[Saved entries]

________________________________________

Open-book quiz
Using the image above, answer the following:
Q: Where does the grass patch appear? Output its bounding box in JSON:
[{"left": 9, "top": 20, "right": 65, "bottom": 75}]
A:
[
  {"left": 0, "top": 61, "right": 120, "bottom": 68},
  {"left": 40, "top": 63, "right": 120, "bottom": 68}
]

________________________________________

WHAT TO DO: Write out again, exactly, the line containing "Using the image" and every later line of the records. Omit the rest.

TASK SOLUTION:
Using the image above, answer the following:
Q: Where does the grass patch appear? Output its bounding box in JSON:
[{"left": 9, "top": 20, "right": 65, "bottom": 75}]
A:
[
  {"left": 0, "top": 61, "right": 120, "bottom": 68},
  {"left": 40, "top": 63, "right": 120, "bottom": 68}
]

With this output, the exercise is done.